Last month, as part of Grassroot Soccer’s partnership with Bantwana Zimbabwe, GRS trainers worked with 30 Bantwana Coaches in Bulawayo to equip them with the tools and knowledge to work with youth living with HIV through GRS’s SKILLZ Plus curriculum. GRS and Bantwana Zimbabwe are working together under Bantwana’s Zingane – O.V.C (Orphans and Vulnerable Children) project, which reaches children and families who are exposed to, living with, at risk of, or otherwise affected by HIV/AIDS with evidence-based interventions to build their stability and resilience.
As the newest cohort of trained SKILLZ Plus Coaches, these 30 young adult community leaders will work with 10-17-year-old youth living with HIV in their communities to empower and support them to live happy and healthier lives. SKILLZ Plus uses the power of sport and fun to create a safe space where youth living with HIV can grow critical knowledge and skills necessary to navigate different aspects of living with the virus, including prevention and transmission, adherence to ART, disclosure, healthy relationships, and mental health.
At the end of the training, GRS captured reflections from several of these newly minted Coaches about what they learned from the training and what working with youth living with HIV in their communities through SKILLZ Plus means to them.
Zinzile Moyo, 21
“The SKILLZ program taught me fun ways of interacting with young people. This is a positive approach towards making young people comfortable to open up and share their stories!”
Mbalenhle Ngwenya, 24
“I have realized that accepting myself will help me overcome so many challenges in life. Because of the SKILLZ program, I feel I am now the hope of the hopeless in my community.”
Thandolwenkosi Mpofu, 20
“The SKILLZ program has been an eye opener to me about what HIV is all about. I have learned that HIV is not a death sentence. A person living with HIV can live a normal life if they adhere to treatment.”
Johnson Ncube, 23
“As a Coach, I have to be a champion in advocating for healthy behaviors amongst the young people…Giving powerful praise to young people who do well in adhering to their HIV treatment, or quitting drug and substance abuse, is also very important. When you give powerful praise, you tell it, you label it, and you celebrate it.”
Natacia Mhandu, 23
“Support systems are very important for young people. We all need support, in good and bad times…The SKILLZ program has empowered me to become a star supporter to other young people and, at the same time, identify my own supporters.”
Dumisile Maphosa, 26
“Creating a safe space and sparking vital conversations with my participants makes me understand them better, and at the same time learn from them as much as they will learn from me.”
Nomathamsanqa Tshawe, 25
“I like the creativity of the SKILLZ program and how the fun culture creates that safe space whereby we are able to talk freely about HIV, mental health, ART, and other topical subjects. The energisers and kilos got us engaged, and we became a team at the end of the day.”
════
* Apply what you read
1. List every aspect of living with HIV that the SKILLZ Plus article says the curriculum helps youth navigate.
2. Reproduce the SKILLZ Plus article word for word from "As the newest" to "means to them.".
3. State whether each statement agrees with the SKILLZ Plus article, answering yes or no and quoting the deciding words: (a) GRS trainers worked with 30 Bantwana Coaches in Bulawayo. (b) The new Coaches will work with youth aged 18 to 24. (c) Johnson Ncube is 26 years old.
Rely solely on the SKILLZ Plus article to complete this work.

* Information shown
════
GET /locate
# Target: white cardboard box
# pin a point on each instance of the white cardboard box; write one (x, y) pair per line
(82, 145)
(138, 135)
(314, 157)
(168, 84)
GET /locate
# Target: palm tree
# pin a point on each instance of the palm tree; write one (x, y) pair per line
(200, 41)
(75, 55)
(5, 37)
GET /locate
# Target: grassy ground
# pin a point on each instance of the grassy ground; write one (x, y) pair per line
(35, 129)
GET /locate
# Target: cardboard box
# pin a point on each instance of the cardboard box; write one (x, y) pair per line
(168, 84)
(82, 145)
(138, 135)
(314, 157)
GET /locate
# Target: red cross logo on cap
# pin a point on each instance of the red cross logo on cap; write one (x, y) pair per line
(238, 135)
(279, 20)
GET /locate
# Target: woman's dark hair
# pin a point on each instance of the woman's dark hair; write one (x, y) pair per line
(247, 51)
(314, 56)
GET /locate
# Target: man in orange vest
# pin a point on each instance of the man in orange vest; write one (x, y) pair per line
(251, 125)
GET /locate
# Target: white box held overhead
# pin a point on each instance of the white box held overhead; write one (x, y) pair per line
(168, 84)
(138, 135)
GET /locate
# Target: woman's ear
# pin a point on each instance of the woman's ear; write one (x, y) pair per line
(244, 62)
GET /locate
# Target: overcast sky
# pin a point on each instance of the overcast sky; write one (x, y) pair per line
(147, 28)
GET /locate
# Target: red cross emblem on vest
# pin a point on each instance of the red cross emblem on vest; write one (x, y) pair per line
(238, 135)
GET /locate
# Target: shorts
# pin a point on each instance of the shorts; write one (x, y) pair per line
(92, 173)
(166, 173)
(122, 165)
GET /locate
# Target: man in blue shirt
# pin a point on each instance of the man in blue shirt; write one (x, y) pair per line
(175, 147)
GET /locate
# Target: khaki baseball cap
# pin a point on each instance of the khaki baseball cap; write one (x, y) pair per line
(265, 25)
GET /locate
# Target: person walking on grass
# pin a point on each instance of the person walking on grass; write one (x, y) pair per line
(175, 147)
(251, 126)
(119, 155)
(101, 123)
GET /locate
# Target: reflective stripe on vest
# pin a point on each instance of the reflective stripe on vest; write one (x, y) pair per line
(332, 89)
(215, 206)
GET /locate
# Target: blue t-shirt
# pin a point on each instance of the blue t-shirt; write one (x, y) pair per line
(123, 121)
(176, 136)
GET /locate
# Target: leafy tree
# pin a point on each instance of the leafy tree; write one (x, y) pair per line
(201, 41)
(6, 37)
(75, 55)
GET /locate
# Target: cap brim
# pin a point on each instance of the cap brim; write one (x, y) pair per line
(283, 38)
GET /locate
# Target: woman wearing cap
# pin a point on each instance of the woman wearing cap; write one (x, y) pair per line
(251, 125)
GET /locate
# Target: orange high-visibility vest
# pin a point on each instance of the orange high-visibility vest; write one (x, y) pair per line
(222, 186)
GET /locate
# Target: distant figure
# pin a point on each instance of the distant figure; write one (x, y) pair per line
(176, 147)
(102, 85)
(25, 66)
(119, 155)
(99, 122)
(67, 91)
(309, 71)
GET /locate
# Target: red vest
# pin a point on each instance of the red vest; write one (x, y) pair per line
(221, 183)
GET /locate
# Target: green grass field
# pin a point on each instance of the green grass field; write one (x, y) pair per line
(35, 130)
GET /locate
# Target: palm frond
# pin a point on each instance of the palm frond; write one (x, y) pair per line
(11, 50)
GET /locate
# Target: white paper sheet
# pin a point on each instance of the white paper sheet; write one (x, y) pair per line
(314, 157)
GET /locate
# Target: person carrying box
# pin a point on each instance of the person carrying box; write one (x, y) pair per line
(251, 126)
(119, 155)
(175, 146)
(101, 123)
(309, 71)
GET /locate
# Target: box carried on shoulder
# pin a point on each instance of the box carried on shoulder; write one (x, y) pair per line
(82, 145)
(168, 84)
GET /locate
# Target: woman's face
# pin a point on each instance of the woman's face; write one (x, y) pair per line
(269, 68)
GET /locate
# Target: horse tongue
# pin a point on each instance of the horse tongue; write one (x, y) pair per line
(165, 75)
════
* Answers to the tasks
1.
prevention and transmission
adherence to ART
disclosure
healthy relationships
mental health

2.
As the newest cohort of trained SKILLZ Plus Coaches, these 30 young adult community leaders will work with 10-17-year-old youth living with HIV in their communities to empower and support them to live happy and healthier lives. SKILLZ Plus uses the power of sport and fun to create a safe space where youth living with HIV can grow critical knowledge and skills necessary to navigate different aspects of living with the virus, including prevention and transmission, adherence to ART, disclosure, healthy relationships, and mental health.
At the end of the training, GRS captured reflections from several of these newly minted Coaches about what they learned from the training and what working with youth living with HIV in their communities through SKILLZ Plus means to them.

3.
(a) Yes: "GRS trainers worked with 30 Bantwana Coaches in Bulawayo"
(b) No: "will work with 10-17-year-old youth living with HIV in their communities"
(c) No: "Johnson Ncube, 23"